▶ _TASK ITEM_
Could you reproduce every entry that follows, exactly as shown?

▶ _Stored dataset items_
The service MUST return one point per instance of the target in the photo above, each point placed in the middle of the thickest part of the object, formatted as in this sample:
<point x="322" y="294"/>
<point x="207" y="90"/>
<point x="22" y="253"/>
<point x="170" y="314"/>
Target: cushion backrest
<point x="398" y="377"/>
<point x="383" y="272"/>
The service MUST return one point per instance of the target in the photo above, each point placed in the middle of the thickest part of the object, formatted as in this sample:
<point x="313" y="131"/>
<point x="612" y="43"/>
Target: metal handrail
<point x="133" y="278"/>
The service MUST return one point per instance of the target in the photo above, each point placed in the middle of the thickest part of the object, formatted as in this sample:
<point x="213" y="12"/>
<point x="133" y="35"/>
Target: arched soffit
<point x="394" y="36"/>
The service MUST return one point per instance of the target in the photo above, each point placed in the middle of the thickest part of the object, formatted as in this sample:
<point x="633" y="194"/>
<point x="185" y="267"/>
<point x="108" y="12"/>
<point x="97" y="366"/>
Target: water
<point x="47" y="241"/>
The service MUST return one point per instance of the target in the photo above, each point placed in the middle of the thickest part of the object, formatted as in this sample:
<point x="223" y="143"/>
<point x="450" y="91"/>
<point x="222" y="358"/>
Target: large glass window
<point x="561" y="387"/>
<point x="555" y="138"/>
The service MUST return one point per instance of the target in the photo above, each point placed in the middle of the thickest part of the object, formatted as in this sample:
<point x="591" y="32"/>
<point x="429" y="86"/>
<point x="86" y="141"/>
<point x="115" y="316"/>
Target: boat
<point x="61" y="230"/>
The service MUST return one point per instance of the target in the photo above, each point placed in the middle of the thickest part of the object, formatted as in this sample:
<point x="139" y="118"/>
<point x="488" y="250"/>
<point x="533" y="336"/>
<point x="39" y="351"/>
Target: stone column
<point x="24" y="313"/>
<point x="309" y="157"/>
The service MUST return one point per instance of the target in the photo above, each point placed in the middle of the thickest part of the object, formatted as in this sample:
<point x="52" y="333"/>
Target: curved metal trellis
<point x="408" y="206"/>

▶ _FINISHED TASK_
The service MUST return one point per instance of the target in the photo above, each point placed in the middle of the thickest part of the object, formatted as in this sample:
<point x="322" y="294"/>
<point x="207" y="90"/>
<point x="22" y="253"/>
<point x="170" y="314"/>
Target: cushion backrest
<point x="398" y="377"/>
<point x="383" y="272"/>
The service MUST return one point per instance of the target in the photo above, each point placed in the middle of the thickest part of the object, formatted as in this sample:
<point x="313" y="131"/>
<point x="612" y="43"/>
Target: metal handrail
<point x="133" y="278"/>
The service MUST return one point per instance of the target in the photo above, each point placed in the middle of the thickest part of the object, formatted as in this sample:
<point x="213" y="12"/>
<point x="133" y="35"/>
Target: arched soffit
<point x="394" y="36"/>
The service MUST return one point per instance of the target in the photo above, each point placed in the middle of the thickest part of the object, formatted as in this sample:
<point x="633" y="194"/>
<point x="185" y="267"/>
<point x="108" y="12"/>
<point x="97" y="366"/>
Target: water
<point x="47" y="241"/>
The service MUST return one point per instance of the target in the photo above, each point placed in the middle of the thickest part of the object, formatted as in this sample:
<point x="223" y="143"/>
<point x="450" y="91"/>
<point x="222" y="358"/>
Target: large glass window
<point x="561" y="387"/>
<point x="555" y="138"/>
The service MUST return one point per instance of the target in the photo above, each point placed in the middle of the thickest part of the object, formatted as in this sample:
<point x="591" y="32"/>
<point x="429" y="86"/>
<point x="86" y="141"/>
<point x="115" y="316"/>
Target: boat
<point x="61" y="230"/>
The service MUST return one point per instance of the target in the photo above, each point placed in the middle of the thickest part of the object, formatted as in this sample:
<point x="139" y="118"/>
<point x="488" y="250"/>
<point x="533" y="336"/>
<point x="39" y="351"/>
Target: stone column
<point x="24" y="313"/>
<point x="309" y="157"/>
The service MUST return one point per instance of the target in the photo above, each point placed in the middle of the thickest part of the object, formatted as in this sample:
<point x="52" y="333"/>
Target: curved metal trellis
<point x="408" y="206"/>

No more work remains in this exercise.